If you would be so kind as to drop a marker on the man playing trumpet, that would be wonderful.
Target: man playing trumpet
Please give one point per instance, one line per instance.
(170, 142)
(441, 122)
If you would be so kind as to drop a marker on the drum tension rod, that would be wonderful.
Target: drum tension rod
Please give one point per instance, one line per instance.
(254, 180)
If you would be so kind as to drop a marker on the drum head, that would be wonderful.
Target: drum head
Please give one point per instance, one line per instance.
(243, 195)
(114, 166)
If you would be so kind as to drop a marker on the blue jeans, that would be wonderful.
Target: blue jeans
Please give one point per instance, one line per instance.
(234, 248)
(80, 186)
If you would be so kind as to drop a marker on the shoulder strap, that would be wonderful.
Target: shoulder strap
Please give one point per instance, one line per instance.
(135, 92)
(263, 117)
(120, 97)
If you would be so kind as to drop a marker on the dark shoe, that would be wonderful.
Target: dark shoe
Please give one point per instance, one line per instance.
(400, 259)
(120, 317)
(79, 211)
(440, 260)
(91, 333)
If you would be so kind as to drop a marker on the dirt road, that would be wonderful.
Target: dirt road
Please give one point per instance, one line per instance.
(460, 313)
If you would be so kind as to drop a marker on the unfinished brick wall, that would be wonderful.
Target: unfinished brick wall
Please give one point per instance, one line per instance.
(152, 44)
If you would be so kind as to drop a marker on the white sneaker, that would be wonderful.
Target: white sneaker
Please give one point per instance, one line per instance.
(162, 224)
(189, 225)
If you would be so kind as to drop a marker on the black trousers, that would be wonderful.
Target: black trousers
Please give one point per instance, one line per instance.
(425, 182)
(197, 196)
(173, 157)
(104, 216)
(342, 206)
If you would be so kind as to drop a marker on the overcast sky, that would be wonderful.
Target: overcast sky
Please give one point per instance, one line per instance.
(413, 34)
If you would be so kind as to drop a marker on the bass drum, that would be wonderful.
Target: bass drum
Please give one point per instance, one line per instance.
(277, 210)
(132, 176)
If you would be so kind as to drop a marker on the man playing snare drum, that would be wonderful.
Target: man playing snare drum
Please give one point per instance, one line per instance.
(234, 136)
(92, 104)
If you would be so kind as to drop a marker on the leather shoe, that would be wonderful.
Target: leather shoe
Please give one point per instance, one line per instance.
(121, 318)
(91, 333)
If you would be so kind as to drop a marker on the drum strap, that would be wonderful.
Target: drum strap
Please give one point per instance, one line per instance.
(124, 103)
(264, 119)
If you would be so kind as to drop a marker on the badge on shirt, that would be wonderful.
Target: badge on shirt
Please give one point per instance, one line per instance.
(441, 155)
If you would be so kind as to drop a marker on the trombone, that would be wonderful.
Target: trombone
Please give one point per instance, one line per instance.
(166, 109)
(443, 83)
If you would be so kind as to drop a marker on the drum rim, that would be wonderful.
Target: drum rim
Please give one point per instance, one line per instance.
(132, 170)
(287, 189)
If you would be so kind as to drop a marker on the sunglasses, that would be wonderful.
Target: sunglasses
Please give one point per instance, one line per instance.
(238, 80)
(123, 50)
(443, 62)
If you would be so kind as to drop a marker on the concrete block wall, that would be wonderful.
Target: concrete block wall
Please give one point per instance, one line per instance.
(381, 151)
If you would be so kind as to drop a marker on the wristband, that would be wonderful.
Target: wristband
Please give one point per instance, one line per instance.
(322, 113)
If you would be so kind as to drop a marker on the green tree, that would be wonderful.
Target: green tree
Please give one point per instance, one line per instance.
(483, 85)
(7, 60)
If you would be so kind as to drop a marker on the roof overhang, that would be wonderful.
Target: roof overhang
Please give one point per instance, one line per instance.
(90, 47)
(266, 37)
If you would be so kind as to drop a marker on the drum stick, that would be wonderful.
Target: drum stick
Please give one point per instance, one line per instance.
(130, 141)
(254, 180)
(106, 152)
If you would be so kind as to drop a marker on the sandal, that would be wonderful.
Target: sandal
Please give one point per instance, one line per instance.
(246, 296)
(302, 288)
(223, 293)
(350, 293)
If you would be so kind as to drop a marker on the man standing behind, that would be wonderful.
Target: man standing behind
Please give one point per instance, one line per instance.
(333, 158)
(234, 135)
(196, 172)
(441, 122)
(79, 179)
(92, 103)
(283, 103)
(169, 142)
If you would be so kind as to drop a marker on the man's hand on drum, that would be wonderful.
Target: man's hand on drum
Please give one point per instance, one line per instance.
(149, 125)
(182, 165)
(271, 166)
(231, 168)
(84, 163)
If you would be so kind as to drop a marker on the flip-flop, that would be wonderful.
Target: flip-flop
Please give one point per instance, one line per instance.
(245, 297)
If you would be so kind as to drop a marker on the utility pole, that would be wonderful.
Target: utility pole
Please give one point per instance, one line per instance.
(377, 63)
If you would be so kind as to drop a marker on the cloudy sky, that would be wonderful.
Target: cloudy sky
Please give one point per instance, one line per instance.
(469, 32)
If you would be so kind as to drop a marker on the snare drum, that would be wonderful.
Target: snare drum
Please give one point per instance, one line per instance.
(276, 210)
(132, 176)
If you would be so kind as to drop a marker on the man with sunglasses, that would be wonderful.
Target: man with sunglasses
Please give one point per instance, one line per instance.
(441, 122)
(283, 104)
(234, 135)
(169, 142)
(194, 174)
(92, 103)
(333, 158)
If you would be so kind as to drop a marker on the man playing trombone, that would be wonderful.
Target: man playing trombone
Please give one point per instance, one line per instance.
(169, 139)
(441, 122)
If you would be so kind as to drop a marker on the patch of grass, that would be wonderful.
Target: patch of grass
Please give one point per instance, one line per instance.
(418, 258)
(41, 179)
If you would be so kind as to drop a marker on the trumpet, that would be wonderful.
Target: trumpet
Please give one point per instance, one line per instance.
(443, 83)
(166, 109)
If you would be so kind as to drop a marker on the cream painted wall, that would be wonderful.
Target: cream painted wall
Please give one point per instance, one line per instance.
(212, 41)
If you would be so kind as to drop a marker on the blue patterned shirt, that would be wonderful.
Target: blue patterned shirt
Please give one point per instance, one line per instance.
____________
[THE TASK]: In the entries above, one line contains "stick, that would be wonderful." and another contains "Target: man standing behind". Reproduce exactly those two lines and the lines between them, nothing else.

[WRITTEN REPLY]:
If you would be so kind as to drop a marker on the drum stick, that would be wonderful.
Target: drum stick
Please give one point per instance, one line per instance.
(130, 141)
(254, 180)
(106, 152)
If you would be so kind as to drop a marker on the sandal, that would be wonderful.
Target: sandal
Please give one point per instance, one line per instance.
(246, 296)
(302, 288)
(223, 293)
(350, 293)
If you would be so kind as to drop a marker on the man standing behind, that would be wonderful.
Target: man standing behind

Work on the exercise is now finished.